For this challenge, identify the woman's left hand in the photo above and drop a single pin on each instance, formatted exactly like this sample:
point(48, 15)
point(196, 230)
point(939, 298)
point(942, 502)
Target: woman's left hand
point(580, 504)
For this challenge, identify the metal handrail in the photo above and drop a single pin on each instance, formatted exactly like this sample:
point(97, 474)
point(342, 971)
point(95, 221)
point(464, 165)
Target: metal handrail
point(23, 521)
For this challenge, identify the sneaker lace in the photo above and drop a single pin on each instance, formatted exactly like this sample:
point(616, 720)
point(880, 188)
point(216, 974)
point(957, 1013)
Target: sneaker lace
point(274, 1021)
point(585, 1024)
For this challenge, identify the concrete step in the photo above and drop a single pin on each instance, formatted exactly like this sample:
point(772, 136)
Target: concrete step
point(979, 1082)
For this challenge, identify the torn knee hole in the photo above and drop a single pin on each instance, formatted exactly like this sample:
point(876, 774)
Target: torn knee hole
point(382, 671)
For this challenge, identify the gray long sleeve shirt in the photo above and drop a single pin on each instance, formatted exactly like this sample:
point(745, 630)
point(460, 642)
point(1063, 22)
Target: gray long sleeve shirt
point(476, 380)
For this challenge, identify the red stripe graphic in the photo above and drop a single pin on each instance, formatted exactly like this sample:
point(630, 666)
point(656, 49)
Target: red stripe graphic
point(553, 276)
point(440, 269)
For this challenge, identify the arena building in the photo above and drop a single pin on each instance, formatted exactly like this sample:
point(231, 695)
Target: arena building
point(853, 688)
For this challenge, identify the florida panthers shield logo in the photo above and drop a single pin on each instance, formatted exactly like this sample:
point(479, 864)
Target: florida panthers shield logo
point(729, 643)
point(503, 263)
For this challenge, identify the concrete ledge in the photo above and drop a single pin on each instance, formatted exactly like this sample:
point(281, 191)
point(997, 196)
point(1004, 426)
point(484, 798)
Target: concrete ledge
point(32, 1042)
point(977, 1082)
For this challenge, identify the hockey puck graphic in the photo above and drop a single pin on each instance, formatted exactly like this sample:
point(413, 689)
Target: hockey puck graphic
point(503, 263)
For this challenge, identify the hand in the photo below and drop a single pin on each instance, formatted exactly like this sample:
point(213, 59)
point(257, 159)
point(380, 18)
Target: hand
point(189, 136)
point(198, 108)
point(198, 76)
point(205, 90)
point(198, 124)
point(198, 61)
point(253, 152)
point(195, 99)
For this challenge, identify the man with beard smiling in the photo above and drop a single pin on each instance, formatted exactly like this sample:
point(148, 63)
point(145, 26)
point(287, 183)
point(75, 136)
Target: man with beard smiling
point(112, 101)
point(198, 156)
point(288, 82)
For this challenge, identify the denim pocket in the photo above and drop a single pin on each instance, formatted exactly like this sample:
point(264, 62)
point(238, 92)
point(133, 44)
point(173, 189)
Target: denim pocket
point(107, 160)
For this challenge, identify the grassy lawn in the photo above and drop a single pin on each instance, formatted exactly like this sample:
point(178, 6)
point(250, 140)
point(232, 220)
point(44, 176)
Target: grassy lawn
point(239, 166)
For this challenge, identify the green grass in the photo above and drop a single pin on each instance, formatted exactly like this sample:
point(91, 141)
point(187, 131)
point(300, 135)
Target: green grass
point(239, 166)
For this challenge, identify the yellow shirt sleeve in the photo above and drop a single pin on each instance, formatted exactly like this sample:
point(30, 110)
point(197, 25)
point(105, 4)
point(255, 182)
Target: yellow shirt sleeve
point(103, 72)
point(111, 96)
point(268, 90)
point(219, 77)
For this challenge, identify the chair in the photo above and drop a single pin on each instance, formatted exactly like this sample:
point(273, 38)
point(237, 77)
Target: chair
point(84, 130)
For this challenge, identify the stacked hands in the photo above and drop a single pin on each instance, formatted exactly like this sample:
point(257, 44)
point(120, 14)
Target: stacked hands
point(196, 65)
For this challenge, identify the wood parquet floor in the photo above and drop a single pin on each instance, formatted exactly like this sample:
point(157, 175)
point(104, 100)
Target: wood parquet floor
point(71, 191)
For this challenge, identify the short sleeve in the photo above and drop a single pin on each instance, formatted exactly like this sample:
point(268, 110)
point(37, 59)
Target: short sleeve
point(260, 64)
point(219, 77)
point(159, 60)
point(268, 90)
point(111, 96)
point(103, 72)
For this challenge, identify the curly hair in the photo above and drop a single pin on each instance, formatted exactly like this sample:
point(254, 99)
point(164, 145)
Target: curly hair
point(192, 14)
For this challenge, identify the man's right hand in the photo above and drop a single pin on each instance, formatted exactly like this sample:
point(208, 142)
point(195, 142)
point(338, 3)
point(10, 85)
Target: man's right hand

◆ ◆ ◆ ◆ ◆ ◆ ◆

Convert every line of the records above into a JSON list of strings, with one string per line and any blank lines omitted.

**FULL ANSWER**
[
  "For this challenge, identify the woman's left hand in the photo above and drop a single pin on each instance, formatted exactly like this sample:",
  "point(48, 15)",
  "point(196, 230)",
  "point(939, 298)",
  "point(942, 502)",
  "Target: woman's left hand",
  "point(580, 504)",
  "For this challenge, identify the metal handrail in the photo above and drop a single pin on each instance, formatted exactly like this sample:",
  "point(97, 474)",
  "point(342, 971)",
  "point(95, 221)",
  "point(464, 165)",
  "Target: metal handrail",
  "point(23, 521)",
  "For this challenge, identify the sneaker lace in the photo above and drop a single pin on each instance, formatted exactly like this sample:",
  "point(616, 720)",
  "point(880, 188)",
  "point(216, 974)",
  "point(957, 1013)",
  "Target: sneaker lace",
  "point(274, 1021)",
  "point(585, 1024)",
  "For this challenge, identify the concrete step in the photo above and drop a single pin on each instance, formatted exactly like this sample:",
  "point(772, 136)",
  "Target: concrete step",
  "point(979, 1082)",
  "For this challenge, identify the torn knee hole in the photo above and drop a single pin on each instance, formatted exactly like this sample:",
  "point(876, 774)",
  "Target: torn knee hole",
  "point(382, 671)",
  "For this challenge, identify the gray long sleeve shirt in the photo above and drop a single pin on each instance, formatted exactly like this sample:",
  "point(745, 630)",
  "point(460, 642)",
  "point(1063, 22)",
  "Target: gray long sleeve shirt",
  "point(476, 380)",
  "For this challenge, identify the red stripe graphic in the photo above and drop a single pin on each instance, formatted exactly like this sample:",
  "point(630, 666)",
  "point(656, 49)",
  "Target: red stripe graphic",
  "point(553, 276)",
  "point(440, 269)",
  "For this challenge, identify the arena building in the photo above and drop a single pin on each instance, formatted exactly like this sample:",
  "point(231, 695)",
  "Target: arena building",
  "point(853, 688)",
  "For this challenge, identify the florida panthers shield logo in the photo above and drop a single pin on each instance, formatted exactly like this sample:",
  "point(479, 864)",
  "Target: florida panthers shield logo",
  "point(729, 643)",
  "point(503, 263)",
  "For this challenge, identify the concrete ledge in the photo above and drop a single pin on each instance, formatted exactly like this sample:",
  "point(281, 191)",
  "point(997, 196)",
  "point(1004, 426)",
  "point(484, 798)",
  "Target: concrete ledge",
  "point(32, 1042)",
  "point(977, 1082)",
  "For this challenge, identify the hockey puck graphic in the photo above and drop a single pin on each instance, formatted exactly like this sample:",
  "point(413, 689)",
  "Target: hockey puck graphic",
  "point(503, 263)",
  "For this challenge, identify the hand in the photo below and drop a single pin on each instance, formatted exactly like this sample:",
  "point(213, 59)",
  "point(257, 159)",
  "point(380, 18)",
  "Target: hand",
  "point(189, 136)",
  "point(198, 108)",
  "point(198, 76)",
  "point(205, 90)",
  "point(198, 124)",
  "point(198, 61)",
  "point(253, 152)",
  "point(195, 99)",
  "For this challenge, identify the man with beard smiling in the photo above and drop a single pin on each instance, formatted exactly like this sample:",
  "point(148, 63)",
  "point(145, 26)",
  "point(287, 183)",
  "point(75, 136)",
  "Target: man with beard smiling",
  "point(112, 101)",
  "point(198, 156)",
  "point(288, 82)",
  "For this challenge, identify the denim pocket in the photo above and drop a single pin on each instance, formatted exactly like this sample:",
  "point(264, 62)",
  "point(238, 92)",
  "point(133, 44)",
  "point(173, 189)",
  "Target: denim pocket",
  "point(107, 160)",
  "For this challenge, identify the grassy lawn in the photo above and drop a single pin on each instance, formatted exactly like this sample:",
  "point(178, 6)",
  "point(250, 140)",
  "point(232, 220)",
  "point(44, 176)",
  "Target: grassy lawn",
  "point(239, 166)",
  "For this challenge, identify the green grass in the photo above and drop a single pin on each instance, formatted exactly like this sample:",
  "point(91, 141)",
  "point(187, 131)",
  "point(300, 135)",
  "Target: green grass",
  "point(239, 166)",
  "For this challenge, identify the yellow shirt sleeve in the photo above and drop a single pin on each instance, formatted exactly like this sample:",
  "point(30, 110)",
  "point(197, 25)",
  "point(105, 4)",
  "point(255, 182)",
  "Target: yellow shirt sleeve",
  "point(103, 72)",
  "point(111, 96)",
  "point(268, 90)",
  "point(219, 77)",
  "For this challenge, identify the chair in the photo above and drop a single pin on each instance, formatted exactly like this sample:",
  "point(273, 38)",
  "point(237, 77)",
  "Target: chair",
  "point(84, 130)",
  "For this challenge, identify the stacked hands in the photo above and drop a single pin on each instance, formatted exactly like this sample:",
  "point(257, 44)",
  "point(120, 14)",
  "Target: stacked hands",
  "point(196, 65)",
  "For this challenge, identify the wood parquet floor in the photo above and drop a single pin on each instance, formatted exactly like this sample:",
  "point(157, 175)",
  "point(104, 100)",
  "Target: wood parquet floor",
  "point(71, 191)",
  "For this challenge, identify the short sleeve in the photo above and drop a single pin on each instance, formatted exactly like this sample:",
  "point(268, 110)",
  "point(37, 59)",
  "Target: short sleeve",
  "point(260, 64)",
  "point(219, 77)",
  "point(159, 60)",
  "point(268, 90)",
  "point(111, 96)",
  "point(103, 72)",
  "For this challenge, identify the curly hair in the photo above and drop a single pin on each instance, formatted exactly like this sample:",
  "point(254, 99)",
  "point(164, 145)",
  "Target: curly hair",
  "point(192, 14)",
  "For this challenge, identify the man's right hand in the photo above and drop a single pin on each instance, formatted exactly like this sample:",
  "point(208, 142)",
  "point(195, 142)",
  "point(338, 3)",
  "point(10, 85)",
  "Target: man's right hand"
]